━━━ Provided data ━━━

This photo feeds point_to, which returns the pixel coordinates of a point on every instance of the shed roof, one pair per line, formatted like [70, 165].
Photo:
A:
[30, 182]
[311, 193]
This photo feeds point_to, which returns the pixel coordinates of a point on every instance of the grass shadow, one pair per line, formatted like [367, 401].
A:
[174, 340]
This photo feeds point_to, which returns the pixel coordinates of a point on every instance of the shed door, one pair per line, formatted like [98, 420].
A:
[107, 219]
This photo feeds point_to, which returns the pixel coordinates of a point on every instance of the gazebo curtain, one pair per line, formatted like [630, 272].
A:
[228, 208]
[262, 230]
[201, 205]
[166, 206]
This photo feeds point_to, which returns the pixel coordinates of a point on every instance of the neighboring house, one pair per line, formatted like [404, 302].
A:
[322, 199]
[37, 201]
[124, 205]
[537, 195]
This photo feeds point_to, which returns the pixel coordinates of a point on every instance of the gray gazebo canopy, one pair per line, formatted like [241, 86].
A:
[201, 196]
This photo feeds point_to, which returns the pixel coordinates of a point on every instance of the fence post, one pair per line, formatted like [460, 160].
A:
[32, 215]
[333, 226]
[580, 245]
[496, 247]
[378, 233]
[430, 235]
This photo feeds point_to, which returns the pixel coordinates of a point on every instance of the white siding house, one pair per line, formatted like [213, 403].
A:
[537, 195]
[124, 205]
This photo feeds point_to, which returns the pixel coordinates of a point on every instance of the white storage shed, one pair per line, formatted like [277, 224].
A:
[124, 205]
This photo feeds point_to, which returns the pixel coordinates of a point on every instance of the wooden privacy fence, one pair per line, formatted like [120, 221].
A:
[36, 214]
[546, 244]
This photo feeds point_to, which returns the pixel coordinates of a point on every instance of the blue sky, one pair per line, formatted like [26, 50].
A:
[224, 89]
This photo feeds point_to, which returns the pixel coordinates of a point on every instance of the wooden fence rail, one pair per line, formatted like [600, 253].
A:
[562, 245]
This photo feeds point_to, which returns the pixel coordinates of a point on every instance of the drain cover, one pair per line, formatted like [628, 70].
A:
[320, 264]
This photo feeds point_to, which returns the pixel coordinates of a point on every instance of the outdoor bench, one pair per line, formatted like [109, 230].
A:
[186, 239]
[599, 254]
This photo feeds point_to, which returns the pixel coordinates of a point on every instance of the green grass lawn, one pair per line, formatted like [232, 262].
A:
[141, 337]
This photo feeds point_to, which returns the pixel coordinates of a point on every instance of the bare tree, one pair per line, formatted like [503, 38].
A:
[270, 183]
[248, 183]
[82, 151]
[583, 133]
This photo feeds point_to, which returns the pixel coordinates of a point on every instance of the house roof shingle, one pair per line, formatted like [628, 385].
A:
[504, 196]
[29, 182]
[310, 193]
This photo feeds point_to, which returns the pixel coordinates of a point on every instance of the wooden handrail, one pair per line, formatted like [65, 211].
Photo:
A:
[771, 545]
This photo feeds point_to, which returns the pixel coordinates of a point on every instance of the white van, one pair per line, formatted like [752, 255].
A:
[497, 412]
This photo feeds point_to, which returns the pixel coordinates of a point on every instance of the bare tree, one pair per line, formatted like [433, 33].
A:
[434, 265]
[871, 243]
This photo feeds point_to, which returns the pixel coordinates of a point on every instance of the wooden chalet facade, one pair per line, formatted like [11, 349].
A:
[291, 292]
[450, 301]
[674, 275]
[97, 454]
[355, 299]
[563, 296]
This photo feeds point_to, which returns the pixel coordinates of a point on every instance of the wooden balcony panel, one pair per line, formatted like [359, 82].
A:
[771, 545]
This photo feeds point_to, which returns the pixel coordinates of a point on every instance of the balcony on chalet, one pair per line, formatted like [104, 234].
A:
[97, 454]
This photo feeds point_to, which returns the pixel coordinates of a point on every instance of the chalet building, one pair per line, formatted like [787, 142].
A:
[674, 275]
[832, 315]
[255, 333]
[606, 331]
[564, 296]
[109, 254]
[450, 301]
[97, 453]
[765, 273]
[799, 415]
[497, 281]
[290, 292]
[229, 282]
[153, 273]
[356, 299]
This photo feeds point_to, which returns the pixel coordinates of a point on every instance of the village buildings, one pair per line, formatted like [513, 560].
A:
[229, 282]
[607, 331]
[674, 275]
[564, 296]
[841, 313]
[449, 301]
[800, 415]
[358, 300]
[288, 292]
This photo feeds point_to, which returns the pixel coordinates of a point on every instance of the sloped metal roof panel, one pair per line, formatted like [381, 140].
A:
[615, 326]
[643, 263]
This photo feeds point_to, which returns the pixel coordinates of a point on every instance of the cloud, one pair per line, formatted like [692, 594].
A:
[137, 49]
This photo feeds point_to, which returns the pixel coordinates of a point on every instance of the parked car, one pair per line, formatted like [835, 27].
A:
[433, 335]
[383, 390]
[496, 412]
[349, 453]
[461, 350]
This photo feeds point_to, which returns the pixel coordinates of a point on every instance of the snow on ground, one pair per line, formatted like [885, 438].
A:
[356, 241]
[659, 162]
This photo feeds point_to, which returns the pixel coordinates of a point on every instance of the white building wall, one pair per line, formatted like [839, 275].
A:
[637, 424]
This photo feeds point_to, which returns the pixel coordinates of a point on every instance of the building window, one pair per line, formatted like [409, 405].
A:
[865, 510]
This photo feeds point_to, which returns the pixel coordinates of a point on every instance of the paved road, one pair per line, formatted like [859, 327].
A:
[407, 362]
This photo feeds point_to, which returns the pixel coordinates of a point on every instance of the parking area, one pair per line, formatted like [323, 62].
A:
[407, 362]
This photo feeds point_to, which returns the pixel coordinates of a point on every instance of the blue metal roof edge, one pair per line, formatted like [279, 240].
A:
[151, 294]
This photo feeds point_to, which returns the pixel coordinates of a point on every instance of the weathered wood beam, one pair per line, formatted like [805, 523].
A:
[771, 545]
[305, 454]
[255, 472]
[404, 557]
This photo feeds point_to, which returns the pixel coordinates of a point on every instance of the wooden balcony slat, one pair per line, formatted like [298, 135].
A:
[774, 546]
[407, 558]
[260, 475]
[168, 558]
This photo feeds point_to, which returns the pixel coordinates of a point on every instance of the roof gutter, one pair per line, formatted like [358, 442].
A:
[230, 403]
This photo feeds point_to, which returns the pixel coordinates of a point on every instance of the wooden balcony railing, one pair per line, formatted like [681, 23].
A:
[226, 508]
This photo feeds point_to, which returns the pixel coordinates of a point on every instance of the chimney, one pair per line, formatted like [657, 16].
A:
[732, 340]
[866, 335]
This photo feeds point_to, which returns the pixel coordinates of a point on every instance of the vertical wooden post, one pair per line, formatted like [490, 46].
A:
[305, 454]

━━━

» What is required:
Please rewrite the items above, replacing "pixel coordinates" with "image coordinates" and leaving everything else unchanged.

» The completed task:
This photo feeds point_to, which returns the image coordinates of a point on every instance of the shed roof, one pair per line, formatted like [70, 165].
Photo:
A:
[30, 182]
[311, 193]
This photo feeds point_to, which returns the image coordinates of a point on every instance of the grass shadow, one pair per line, formatted like [367, 401].
A:
[174, 340]
This photo feeds point_to, which returns the image coordinates of a point on every instance of the shed door, one pair per line, formatted like [98, 420].
A:
[107, 219]
This photo feeds point_to, which returns the image coordinates of a point on every instance of the gazebo curtain, one pair per line, formatted like [630, 272].
A:
[228, 208]
[262, 230]
[201, 205]
[166, 206]
This photo feeds point_to, which returns the image coordinates of a point on every instance of the neighboring house, one pair per line, formatted like [404, 302].
A:
[322, 199]
[37, 201]
[124, 205]
[537, 195]
This photo feeds point_to, which returns the image coordinates of a point on every instance of the gray gazebo canopy, one pair per line, formatted like [241, 86].
A:
[201, 196]
This photo feeds point_to, which returns the image coordinates of a point on every instance of the fence post, one pair per line, formatted like [460, 160].
A:
[32, 215]
[333, 226]
[580, 245]
[496, 247]
[378, 233]
[430, 235]
This photo feeds point_to, which returns the image coordinates of a point on every instance of the white siding house, one pair per line, formatted like [213, 403].
A:
[537, 195]
[124, 205]
This photo feeds point_to, which returns the image coordinates of a point on every instance of the white storage shed, one pair per line, formatted like [277, 224].
A:
[124, 205]
This photo feeds point_to, which returns the image coordinates of a point on every instance of the wooden privacy fence, one pair per line, formatted like [120, 221].
A:
[36, 214]
[546, 244]
This photo feeds point_to, which returns the image coordinates of a point on every instance of the blue sky, one pair per line, formatted like [26, 50].
A:
[224, 89]
This photo feeds point_to, which returns the image coordinates of a point on every instance of the wooden fence rail, one pair per line, formatted like [600, 253].
A:
[562, 245]
This photo feeds point_to, which returns the image coordinates of a point on every instance of the drain cover, one pair per line, formatted like [628, 70].
A:
[320, 264]
This photo feeds point_to, which returns the image coordinates of a point on every instance of the outdoor bench, one pair per line, formatted like [109, 230].
A:
[186, 239]
[599, 254]
This photo feeds point_to, which returns the image coordinates of a point on every instance of the green grass lawn, one pair per line, formatted like [232, 262].
A:
[141, 337]
This photo feeds point_to, which returns the image coordinates of a point on every instance of the bare tree, one pair per line, formatted like [503, 38].
A:
[270, 183]
[248, 183]
[82, 151]
[583, 133]
This photo feeds point_to, which returns the image coordinates of a point on every instance of the house roof shingle, one pair per line, formatted like [628, 385].
A:
[504, 196]
[29, 182]
[310, 193]
This photo feeds point_to, which returns the image coordinates of a point on every instance of the wooden handrail, one pair per line, formatted like [65, 211].
Photo:
A:
[771, 545]
This photo feeds point_to, which returns the image coordinates of a point on every instance of the white van, one pair per line, formatted like [752, 255].
A:
[497, 412]
This photo feeds point_to, which returns the image coordinates of a point on every instance of the bare tree, one pair per line, formatted like [433, 33].
A:
[434, 265]
[871, 243]
This photo feeds point_to, which returns the image coordinates of a point on every instance of the wooden chalet facade, one pair per line, formatted like [11, 349].
A:
[291, 292]
[450, 301]
[674, 275]
[97, 454]
[355, 299]
[563, 296]
This photo feeds point_to, which returns the image coordinates of a point on every instance of the wooden balcony panel, one pair per line, formatted like [359, 82].
A:
[771, 545]
This photo feeds point_to, which returns the image coordinates of a point on every instance of the balcony on chalet, one pair per line, formatted like [104, 234].
A:
[97, 454]
This photo feeds point_to, which returns the image coordinates of a point on every instance of the chalet building, one pair per line, formatted like [787, 142].
A:
[674, 275]
[832, 315]
[255, 333]
[606, 331]
[564, 296]
[109, 254]
[450, 301]
[97, 453]
[765, 273]
[799, 415]
[497, 281]
[290, 292]
[229, 282]
[153, 273]
[356, 299]
This photo feeds point_to, which returns the image coordinates of a point on every instance of the village buildings, one pair per line, formatted like [513, 560].
A:
[229, 282]
[607, 331]
[674, 275]
[564, 296]
[841, 313]
[449, 301]
[800, 415]
[358, 300]
[288, 292]
This photo feeds point_to, which returns the image coordinates of a point on every instance of the sloped metal roof panel, one pair per line, formatted like [381, 140].
A:
[615, 326]
[643, 263]
This photo feeds point_to, which returns the image coordinates of a point on every instance of the cloud, one pair per line, formatted like [692, 594].
A:
[137, 49]
This photo feeds point_to, which returns the image coordinates of a point on every instance of the parked car, one pair per line, formatted like [835, 27].
A:
[433, 335]
[383, 390]
[496, 412]
[349, 453]
[461, 350]
This photo feeds point_to, which returns the image coordinates of a point on every instance of the snow on ground, one pair per line, formatted like [885, 438].
A:
[356, 241]
[659, 162]
This photo feeds point_to, which returns the image coordinates of a point on every instance of the white building wall, one pair per line, formatted like [839, 275].
A:
[637, 424]
This photo feeds point_to, which returns the image coordinates of a point on every instance of the building window, one pair per line, formatted like [409, 405].
A:
[865, 510]
This photo feeds point_to, which returns the image coordinates of a point on every instance of the paved road, one pair per line, formatted like [859, 327].
A:
[407, 362]
This photo feeds point_to, which returns the image coordinates of a point on every instance of the parking area, one pair per line, formatted like [323, 62].
A:
[407, 362]
This photo feeds point_to, which returns the image coordinates of a point on every instance of the blue metal roof edge, one pair per line, formatted like [279, 240].
A:
[151, 294]
This photo feeds point_to, which returns the image coordinates of a point on every instance of the weathered wood beam, one pair per line, formatted like [805, 523].
A:
[771, 545]
[305, 454]
[255, 472]
[404, 557]
This photo feeds point_to, which returns the image coordinates of a point on every instance of the wooden balcony slat, one pair per line, formatted like [298, 135].
A:
[774, 546]
[407, 558]
[260, 475]
[168, 558]
This photo feeds point_to, which returns the image coordinates of a point on every instance of the roof gutter, one pair per line, formatted like [358, 442].
A:
[230, 403]
This photo feeds point_to, which returns the image coordinates of a point on every instance of the wooden balcony railing, one pair per line, formatted like [681, 23].
A:
[226, 508]
This photo feeds point_to, which returns the image coordinates of a point on every instance of the chimney, one pair per line, formatted like [657, 16].
A:
[732, 340]
[866, 335]
This photo feeds point_to, which returns the image coordinates of a point on every instance of the vertical wooden post, one pair per line, formatted like [490, 46].
A:
[305, 454]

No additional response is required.